- _Extract_
◇ ◇ ◇ ◇ ◇ ◇ ◇

Ho denied any links to organised crime, when a spokesperson told Cherwell, “Dr Ho strenuously denies that he is involved in organised crime and has never been charged by any authorities anywhere. Furthermore, STDM [Ho’s gambling company] has historically co-operated with the Portuguese authorities in Macau in fighting against crime and triad activities.”Wafic Said
Syrian arms dealer

A £23m donation from former Syrian arms dealer Wafic Said in July 1996 led to the establishment of the Said Business School, located on Park End Street, in 2001. Said became a billionaire after brokering arms purchases for the Saudi Arabian government during the 1970s and 80s, overseeing the kingdom’s annual multi-billion dollar weapons imports.
After moving to Saudi Arabia in 1969 and establishing a design and consultancy firm, Said was awarded numerous construction contracts, many of which were related to defence. He later became Saudi defence minister, and in 1986 signed the ‘Al-Yamamah’ arms deal with the British government, purchasing over $30bn worth of arms equipment and services from British Aerospace and other defence firms for the next decade. Allegations appeared in the media that various prominent British figures were being paid large commissions illegally on arms contracts.
In July 1996, Said offered Oxford University £23m for a new business school. After congregation voted against proposals to build the new business school on a University playing field, the University proposed to build the new complex beside the city’s Victorian railway station. The application process  was expected to take months following a lengthy inquiry and consultation period.
However, Prime Minister Tony Blair’s office personally intervened to speed approval for the business school’s planning application. Despite massive protests from students, staff and members of the local community, the building went ahead and the Said Business School opened on 5 November 2001.
The School intends to construct an additional building on the Park End Street site. Said has agreed to donate a further £15m to fund the building, with the remaining funds for the building coming from an as yet unnamed donor.Sultan bin Abdul Aziz Al Saud
Crown Prince of Saudi Arabia

Oxford University accepted a  “munificent benefaction” of £2m from the Prince Sultan of Saudi Arabia in 2005, establishing the Ashmolean Museum’s Gallery of Islamic art and 10 Oxford scholarships for Saudi Arabian students.
Senior dons called the University’s motives into question after the signing of a “Memorandum of Understanding” with Prince Sultan University in May 2006, supposedly on the “basis of mutual assistance and the furthering of academic study and understanding” between the two universities.
One senior Oxford staff member told the Times Higher Education Supplement (THES), “I think it is short signed to give the impression to a donor that his donation has bought collaboration.”
Another senior University member raised concerns about signing a memorandum with the little-known Prince Sultan University. “This deal sounds very worrying,” he said. “Prince Sultan University is not an internationally reputable institution. It is unclear what the terms of this deal are, but what benefit Oxford gets from it and how it was concluded is extremely puzzling. It will be interesting to know what the University Council made of it, if they knew about it.”

◇ ◇ ◇ ◇ ◇ ◇ ◇

Excerpts of labeled region data:

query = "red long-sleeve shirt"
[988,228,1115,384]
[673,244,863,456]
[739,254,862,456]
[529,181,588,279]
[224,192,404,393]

◇ ◇ ◇ ◇ ◇ ◇ ◇

- _Problems to solve_
[1] According to the article on Oxford University's donors, on what date did the Said Business School open?
[2] Translate this sentence from the article on Oxford University's donors into Spanish: "In July 1996, Said offered Oxford University £23m for a new business school."
[3] Proceed with the article on Oxford University's donors, picking up after its final sentence.

- _Per-task outputs_
[1] 5 November 2001

[2] En julio de 1996, Said ofreció a la Universidad de Oxford 23 millones de libras para una nueva escuela de negocios.

[3]
The agreement’s academic value was accused of being undermined by the absence of signatures from either the Vice-Chancellor or Registrar. One academic told the THES, “This is deeply problematical. The academic case for this is entirely obscure. It looks like the partnership has been bought and signed for on behalf of the University by the development office, bypassing academic monitoring.”
In November 2006, a University spokesperson told Cherwell, “These things don’t necessarily need to go through Council or Congregation. This one didn’t. It was picked up on at the time, and now it has been. There’s nothing sinister about it.”The Flick family
German industrialists

The millionaire grandson of a German who was jailed as a Nazi war criminal withdrew his sponsorship of an Oxford University professorship after a campaign by University staff and members of the Jewish community.
Gert Rudolph Flick removed his £350,000 endowment in April 1996, designated for a chair in Human Thought at Balliol College.
In a letter to Sir Peter North, then the University’s Vice-Chancellor, Flick thanked the University for its “unwavering support, for which I will always be grateful…It has been an honour to be associated with Oxford University but, nevertheless, I hope that you will understand my position and will concur with my wishes.”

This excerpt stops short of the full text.